** start **

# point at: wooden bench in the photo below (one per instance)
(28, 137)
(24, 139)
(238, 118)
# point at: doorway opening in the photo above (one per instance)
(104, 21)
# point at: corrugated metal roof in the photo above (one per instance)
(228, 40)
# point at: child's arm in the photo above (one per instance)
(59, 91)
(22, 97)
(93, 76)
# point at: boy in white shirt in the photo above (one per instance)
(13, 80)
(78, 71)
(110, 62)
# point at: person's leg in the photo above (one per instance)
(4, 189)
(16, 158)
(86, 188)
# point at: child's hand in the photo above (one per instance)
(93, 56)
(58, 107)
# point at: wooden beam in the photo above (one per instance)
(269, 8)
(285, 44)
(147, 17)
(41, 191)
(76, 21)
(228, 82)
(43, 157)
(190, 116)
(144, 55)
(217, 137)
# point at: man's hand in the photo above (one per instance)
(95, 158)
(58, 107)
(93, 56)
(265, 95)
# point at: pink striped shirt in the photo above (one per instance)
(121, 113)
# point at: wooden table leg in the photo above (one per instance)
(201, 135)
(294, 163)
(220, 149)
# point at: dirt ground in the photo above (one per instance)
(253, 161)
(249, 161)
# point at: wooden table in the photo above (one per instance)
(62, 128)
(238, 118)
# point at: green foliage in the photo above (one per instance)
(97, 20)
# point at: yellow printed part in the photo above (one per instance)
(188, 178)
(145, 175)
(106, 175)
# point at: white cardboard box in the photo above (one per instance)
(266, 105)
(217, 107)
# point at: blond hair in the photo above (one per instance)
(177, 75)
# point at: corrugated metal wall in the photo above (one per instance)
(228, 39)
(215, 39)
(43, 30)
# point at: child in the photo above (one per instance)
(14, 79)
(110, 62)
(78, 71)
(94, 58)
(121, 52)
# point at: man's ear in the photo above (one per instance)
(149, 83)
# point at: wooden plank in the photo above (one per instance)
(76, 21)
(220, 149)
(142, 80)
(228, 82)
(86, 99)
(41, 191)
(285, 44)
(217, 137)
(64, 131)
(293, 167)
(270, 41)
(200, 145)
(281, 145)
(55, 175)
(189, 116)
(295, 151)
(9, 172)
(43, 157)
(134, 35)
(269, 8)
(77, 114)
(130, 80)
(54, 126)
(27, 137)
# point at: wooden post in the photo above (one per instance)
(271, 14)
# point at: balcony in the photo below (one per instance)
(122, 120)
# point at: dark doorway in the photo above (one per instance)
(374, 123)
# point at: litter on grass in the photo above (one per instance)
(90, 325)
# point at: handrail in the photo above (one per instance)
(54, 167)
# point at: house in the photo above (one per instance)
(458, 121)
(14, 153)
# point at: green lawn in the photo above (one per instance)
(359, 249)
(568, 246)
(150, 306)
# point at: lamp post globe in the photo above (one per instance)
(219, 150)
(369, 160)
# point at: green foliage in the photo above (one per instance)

** end **

Rewrite all the records above with "wooden plank" changed to "timber board", keeping everything else the same.

# point at: wooden bench in the photo below (one per instance)
(28, 137)
(24, 139)
(238, 118)
# point at: doorway opening in the photo above (one per instance)
(104, 21)
# point at: corrugated metal roof in the photo above (one per instance)
(228, 40)
# point at: child's arm in the photo above (one per instance)
(59, 91)
(22, 97)
(93, 76)
# point at: boy in white shirt in the photo above (one per instance)
(13, 80)
(78, 71)
(110, 62)
# point at: person's leg in the photo above (one per instance)
(4, 189)
(16, 158)
(86, 188)
# point at: child's hand in the photo above (one per instance)
(93, 56)
(58, 107)
# point at: wooden beam in the photo above (one per instance)
(269, 8)
(285, 44)
(147, 17)
(41, 191)
(76, 21)
(228, 82)
(43, 157)
(190, 116)
(144, 55)
(217, 137)
# point at: man's hand in the photo above (one per instance)
(95, 158)
(58, 107)
(93, 56)
(265, 95)
# point at: pink striped shirt in the photo above (one per instance)
(121, 113)
# point at: wooden table leg in the photo above (one per instance)
(201, 135)
(294, 163)
(220, 149)
# point at: dirt ground in the photo above (one per instance)
(253, 161)
(249, 161)
# point at: wooden table in the photo above (one per instance)
(62, 128)
(238, 118)
# point at: green foliage in the photo above (one per instance)
(97, 20)
# point at: yellow printed part in the photo above (one per instance)
(188, 178)
(145, 175)
(106, 175)
# point at: white cardboard box in the photo above (one per instance)
(266, 105)
(217, 107)
# point at: blond hair in the photo above (one per instance)
(177, 75)
# point at: corrugated metal wall in the photo above (one per instance)
(228, 39)
(215, 39)
(43, 30)
# point at: child in the photo above (one per instance)
(14, 79)
(110, 62)
(78, 71)
(94, 58)
(121, 52)
# point at: man's ear in the photo above (one per instance)
(149, 83)
# point at: timber board in the photo above (one per instance)
(76, 21)
(220, 149)
(142, 80)
(228, 82)
(86, 99)
(41, 191)
(285, 44)
(217, 137)
(64, 131)
(293, 167)
(270, 41)
(200, 145)
(281, 145)
(55, 175)
(189, 116)
(295, 151)
(9, 172)
(43, 157)
(134, 35)
(269, 8)
(77, 114)
(130, 80)
(54, 126)
(27, 137)
# point at: wooden post in the photo above (one per instance)
(271, 14)
# point at: balcony in the photo below (one per instance)
(122, 120)
# point at: dark doorway in the photo above (one per instance)
(374, 123)
# point at: litter on grass in the photo above (one per instance)
(90, 325)
# point at: handrail in the photo above (one per instance)
(54, 167)
# point at: house in the photo above (one per instance)
(458, 121)
(14, 153)
# point at: green lawn in the photo above (one per instance)
(359, 249)
(568, 246)
(150, 306)
# point at: lamp post globe in the photo above (one per instance)
(219, 150)
(369, 160)
# point at: green foliage in the photo above (one per instance)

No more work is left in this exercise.